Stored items
'''

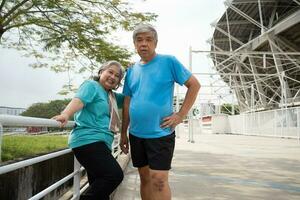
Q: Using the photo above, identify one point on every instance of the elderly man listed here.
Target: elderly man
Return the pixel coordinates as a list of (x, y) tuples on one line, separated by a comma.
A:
[(148, 108)]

'''

Task prompt
Repeat the records above verbatim, leaving out the pictures.

Output below
Q: Using the photo above, identify one point on every instance of the elderly man listed here.
Target: elderly man
Return the pixel coordinates as a list of (x, y) tuples on one line, separated by a comma.
A:
[(148, 108)]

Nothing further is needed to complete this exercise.